> Fragmento del documento:
JÉSSICA: ¿Cómo, he de sostener la luz para que se vea mi vergüenza? Ella misma, a fe, ya está bastante clara. Ay, amor, ése es un cargo para hacer ver, y yo habría de oscurecerme.

LORENZO: Y así lo haces, amada, precisamente con el delicioso vestido de muchacho. (...). (William Shakespeare. El Mercader de Venecia. Acto II. Escena VI).

A este respecto, hay que añadir que durante la diáspora de Sefarad, es decir, la expulsión de los judíos, muchos hebreos se convirtieron al cristianismo con el propósito de pasar desapercibidos bajo ese disfraz. Así, encubiertamente y sin ser molestados pudieron continuar con sus tradiciones, preservando una sabiduría ancestral expresada, como ya se ha señalado más atrás, a través de la Cábala, la que junto con otras doctrinas terminarán por renovarse gracias al intercambio intelectual entre cabalistas, hermetistas, magos, teúrgos, etc. Como se ve, a lo largo de la historia los fundamentos divinos siempre se manifiestan de una u otra manera, pues constituyen los pilares sobre los que se asienta una cultura. ¿Qué sería de una civilización sin un soporte sagrado, un centro alrededor del cual organizarse, y qué otra cosa mejor para el buen funcionamiento de un pueblo que seguir el ejemplo de la Perfección, situada en un plano más allá de cualquier juicio individual y personalizado? Entonces, desde el punto de vista de lo particular, ¿quién se atreve a juzgar, a dictaminar sin temor a equivocarse lo que será mejor en esta o aquélla situación?, Como dice Albany, esposo de una de las hijas del Rey Lear,

ALBANY: "(...) buscando mejorar, estropeamos a menudo lo que bien está". (William Shakespeare. El Rey Lear. Acto I. Escena IV).

> Material extraído:
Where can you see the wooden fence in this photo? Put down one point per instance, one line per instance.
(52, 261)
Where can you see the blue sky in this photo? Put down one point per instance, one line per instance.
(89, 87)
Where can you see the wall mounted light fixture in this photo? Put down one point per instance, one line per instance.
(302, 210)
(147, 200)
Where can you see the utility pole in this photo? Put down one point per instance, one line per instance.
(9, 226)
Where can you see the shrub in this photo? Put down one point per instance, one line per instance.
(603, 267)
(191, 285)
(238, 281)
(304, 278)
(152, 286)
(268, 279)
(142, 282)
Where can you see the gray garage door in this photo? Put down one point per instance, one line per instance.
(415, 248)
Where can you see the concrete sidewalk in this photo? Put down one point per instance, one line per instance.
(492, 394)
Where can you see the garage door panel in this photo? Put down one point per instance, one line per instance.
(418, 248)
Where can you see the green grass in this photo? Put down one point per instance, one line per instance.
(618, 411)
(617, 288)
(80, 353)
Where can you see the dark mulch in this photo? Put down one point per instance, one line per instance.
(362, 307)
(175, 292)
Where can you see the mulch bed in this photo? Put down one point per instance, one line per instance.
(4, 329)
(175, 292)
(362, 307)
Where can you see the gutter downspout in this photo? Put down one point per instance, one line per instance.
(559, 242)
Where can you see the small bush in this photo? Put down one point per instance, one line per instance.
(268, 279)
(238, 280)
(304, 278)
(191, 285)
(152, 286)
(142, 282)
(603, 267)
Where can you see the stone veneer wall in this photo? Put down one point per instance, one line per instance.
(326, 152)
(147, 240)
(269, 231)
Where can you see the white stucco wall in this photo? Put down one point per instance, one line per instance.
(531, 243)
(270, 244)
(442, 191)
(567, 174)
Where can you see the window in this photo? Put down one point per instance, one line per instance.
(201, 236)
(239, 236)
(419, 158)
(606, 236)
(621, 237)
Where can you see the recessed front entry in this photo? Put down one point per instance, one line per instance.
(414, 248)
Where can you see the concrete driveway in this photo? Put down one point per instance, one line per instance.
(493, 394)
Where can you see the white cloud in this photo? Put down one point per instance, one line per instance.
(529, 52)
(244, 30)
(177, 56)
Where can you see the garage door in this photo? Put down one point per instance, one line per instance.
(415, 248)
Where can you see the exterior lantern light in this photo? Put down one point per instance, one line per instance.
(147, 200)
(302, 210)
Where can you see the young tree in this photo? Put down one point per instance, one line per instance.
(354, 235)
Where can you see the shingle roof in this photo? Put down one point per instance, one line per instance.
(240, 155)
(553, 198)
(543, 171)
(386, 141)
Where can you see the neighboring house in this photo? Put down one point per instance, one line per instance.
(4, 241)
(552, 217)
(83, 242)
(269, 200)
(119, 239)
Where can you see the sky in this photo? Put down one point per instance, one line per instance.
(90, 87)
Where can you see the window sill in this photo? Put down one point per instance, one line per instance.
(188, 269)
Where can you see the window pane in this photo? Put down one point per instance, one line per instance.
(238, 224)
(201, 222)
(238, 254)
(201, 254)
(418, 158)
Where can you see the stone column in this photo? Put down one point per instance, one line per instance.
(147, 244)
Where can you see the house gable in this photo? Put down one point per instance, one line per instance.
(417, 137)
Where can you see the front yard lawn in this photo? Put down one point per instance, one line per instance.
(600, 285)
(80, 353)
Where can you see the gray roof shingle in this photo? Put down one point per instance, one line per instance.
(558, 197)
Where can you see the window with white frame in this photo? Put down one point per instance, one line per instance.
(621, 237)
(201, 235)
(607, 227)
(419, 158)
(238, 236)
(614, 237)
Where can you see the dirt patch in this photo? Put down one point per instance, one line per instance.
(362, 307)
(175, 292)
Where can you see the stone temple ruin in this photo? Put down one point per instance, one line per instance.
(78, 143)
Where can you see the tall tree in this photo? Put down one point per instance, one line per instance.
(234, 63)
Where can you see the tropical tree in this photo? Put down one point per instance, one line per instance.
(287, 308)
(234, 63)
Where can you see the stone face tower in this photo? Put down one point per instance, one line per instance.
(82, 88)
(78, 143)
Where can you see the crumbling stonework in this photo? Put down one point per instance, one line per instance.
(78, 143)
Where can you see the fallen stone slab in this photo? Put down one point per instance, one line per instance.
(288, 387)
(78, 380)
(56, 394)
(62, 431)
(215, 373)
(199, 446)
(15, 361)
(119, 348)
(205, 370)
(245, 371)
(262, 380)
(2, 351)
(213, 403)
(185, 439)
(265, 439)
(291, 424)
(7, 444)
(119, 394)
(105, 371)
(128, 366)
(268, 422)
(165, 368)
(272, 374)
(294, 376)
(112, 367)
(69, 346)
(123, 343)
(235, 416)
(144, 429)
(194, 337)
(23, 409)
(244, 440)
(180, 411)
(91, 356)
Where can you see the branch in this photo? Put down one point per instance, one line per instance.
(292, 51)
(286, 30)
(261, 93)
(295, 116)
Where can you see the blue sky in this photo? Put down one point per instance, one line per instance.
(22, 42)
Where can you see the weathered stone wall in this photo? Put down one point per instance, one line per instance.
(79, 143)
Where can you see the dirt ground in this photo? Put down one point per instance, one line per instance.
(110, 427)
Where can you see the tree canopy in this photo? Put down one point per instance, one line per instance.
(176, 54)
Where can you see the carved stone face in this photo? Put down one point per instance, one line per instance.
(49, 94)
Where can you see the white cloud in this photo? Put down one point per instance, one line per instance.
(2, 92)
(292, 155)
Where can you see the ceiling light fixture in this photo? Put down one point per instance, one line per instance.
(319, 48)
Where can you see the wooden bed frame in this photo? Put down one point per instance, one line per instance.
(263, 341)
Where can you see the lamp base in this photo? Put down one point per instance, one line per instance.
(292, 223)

> Desafío 1:
Transcribe del fragmento el pasaje comprendido entre "JÉSSICA: ¿Cómo, he" y "habría de oscurecerme.", ambos incluidos.
> Desafío 2:
Indica si cada una de estas afirmaciones concuerda con el fragmento y justifica cada respuesta con las palabras exactas del texto: (a) Durante la expulsión de los judíos, muchos hebreos se convirtieron al cristianismo. (b) Albany es hermano del Rey Lear. (c) El diálogo entre Jéssica y Lorenzo pertenece al Acto III de El Mercader de Venecia.
> Desafío 3:
Según el fragmento, ¿entre quiénes se dio el intercambio intelectual que terminó por renovar la Cábala junto con otras doctrinas?
Para responder, apóyate únicamente en el fragmento.

> Respuesta del ejercicio 1:
JÉSSICA: ¿Cómo, he de sostener la luz para que se vea mi vergüenza? Ella misma, a fe, ya está bastante clara. Ay, amor, ése es un cargo para hacer ver, y yo habría de oscurecerme.

> Respuesta del ejercicio 2:
(a) Sí: "muchos hebreos se convirtieron al cristianismo con el propósito de pasar desapercibidos bajo ese disfraz".
(b) No: "esposo de una de las hijas del Rey Lear".
(c) No: "Acto II. Escena VI".

> Respuesta del ejercicio 3:
Entre cabalistas, hermetistas, magos, teúrgos, etc.